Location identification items

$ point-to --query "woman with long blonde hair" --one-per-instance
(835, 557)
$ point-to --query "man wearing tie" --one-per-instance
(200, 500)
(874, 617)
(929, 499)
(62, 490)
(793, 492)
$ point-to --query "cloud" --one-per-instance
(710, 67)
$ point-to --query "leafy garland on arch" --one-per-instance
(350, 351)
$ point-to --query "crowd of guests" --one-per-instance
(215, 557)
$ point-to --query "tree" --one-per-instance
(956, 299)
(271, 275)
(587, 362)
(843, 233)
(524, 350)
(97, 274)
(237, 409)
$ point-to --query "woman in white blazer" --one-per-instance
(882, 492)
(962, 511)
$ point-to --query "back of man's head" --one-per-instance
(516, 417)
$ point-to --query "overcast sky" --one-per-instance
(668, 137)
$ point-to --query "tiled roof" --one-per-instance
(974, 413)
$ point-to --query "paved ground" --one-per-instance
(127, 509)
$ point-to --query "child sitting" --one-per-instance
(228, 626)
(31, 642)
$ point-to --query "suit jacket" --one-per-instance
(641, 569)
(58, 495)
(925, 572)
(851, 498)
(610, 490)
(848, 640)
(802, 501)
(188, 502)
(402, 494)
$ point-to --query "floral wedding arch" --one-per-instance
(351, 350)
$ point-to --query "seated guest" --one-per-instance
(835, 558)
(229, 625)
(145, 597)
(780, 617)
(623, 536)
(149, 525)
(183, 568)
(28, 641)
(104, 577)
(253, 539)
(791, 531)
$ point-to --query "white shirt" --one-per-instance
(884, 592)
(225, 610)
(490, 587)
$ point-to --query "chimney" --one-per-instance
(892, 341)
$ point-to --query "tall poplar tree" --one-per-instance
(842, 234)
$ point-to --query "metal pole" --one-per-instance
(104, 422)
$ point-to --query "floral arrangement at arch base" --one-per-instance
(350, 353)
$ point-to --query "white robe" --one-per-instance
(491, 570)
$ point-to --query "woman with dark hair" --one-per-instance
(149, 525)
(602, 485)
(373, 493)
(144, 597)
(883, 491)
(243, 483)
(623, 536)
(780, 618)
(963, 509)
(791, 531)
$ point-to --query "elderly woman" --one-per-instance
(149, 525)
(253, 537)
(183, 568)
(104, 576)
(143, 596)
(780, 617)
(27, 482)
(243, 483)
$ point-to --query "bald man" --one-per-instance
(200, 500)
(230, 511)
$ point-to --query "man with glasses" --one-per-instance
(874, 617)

## [TASK DESCRIPTION]
Set out the complete listing exactly as shown.

## [CORRECT RESULT]
$ point-to --query "woman with long blonde hair" --one-per-instance
(835, 557)
$ point-to --query "man wearing tie" --one-per-instance
(200, 500)
(874, 617)
(929, 499)
(62, 490)
(793, 492)
$ point-to --query "cloud" --one-per-instance
(710, 67)
$ point-to --query "leafy garland on arch" --one-per-instance
(350, 351)
$ point-to --query "crowd of guests" --one-per-instance
(215, 557)
$ point-to --query "tree" --one-per-instance
(956, 299)
(271, 275)
(587, 362)
(843, 233)
(524, 350)
(97, 274)
(237, 409)
$ point-to --query "woman in white blazer" --one-per-instance
(882, 492)
(962, 511)
$ point-to --query "back of man's head" --one-per-instance
(516, 417)
$ point-to --query "overcast sky" --one-per-instance
(668, 137)
$ point-to --query "tiled roof" --one-per-instance
(974, 413)
$ point-to --query "paved ground" --one-per-instance
(127, 509)
$ point-to --query "child sitting" --one-per-instance
(228, 626)
(31, 642)
$ point-to --query "suit jacket" --one-per-instance
(641, 569)
(58, 495)
(925, 572)
(851, 498)
(610, 490)
(848, 640)
(802, 501)
(188, 502)
(402, 494)
$ point-to --query "floral wedding arch" --one-per-instance
(351, 350)
$ point-to --query "seated guest" --one-per-instance
(835, 558)
(229, 625)
(145, 597)
(780, 617)
(623, 536)
(149, 525)
(183, 568)
(28, 641)
(104, 577)
(253, 539)
(791, 531)
$ point-to --query "white shirt" --one-per-instance
(884, 592)
(225, 610)
(490, 587)
$ point-to --query "chimney" --one-per-instance
(892, 341)
$ point-to --query "tall poplar tree" --one-per-instance
(842, 234)
$ point-to --query "metal pole" --one-per-instance
(104, 422)
$ point-to --query "floral arrangement at arch base" --one-per-instance
(350, 353)
$ point-to --query "white robe" --one-per-instance
(491, 570)
$ point-to --query "woman with dark hair" --one-per-instance
(149, 525)
(602, 485)
(373, 493)
(144, 597)
(883, 491)
(243, 483)
(623, 536)
(780, 618)
(963, 509)
(791, 531)
$ point-to --query "elderly woman" --one-per-instance
(149, 525)
(253, 537)
(183, 568)
(104, 576)
(143, 596)
(780, 617)
(27, 482)
(243, 483)
$ point-to --query "bald man" --one-per-instance
(200, 500)
(230, 511)
$ point-to --query "man with glasses" --one-per-instance
(874, 617)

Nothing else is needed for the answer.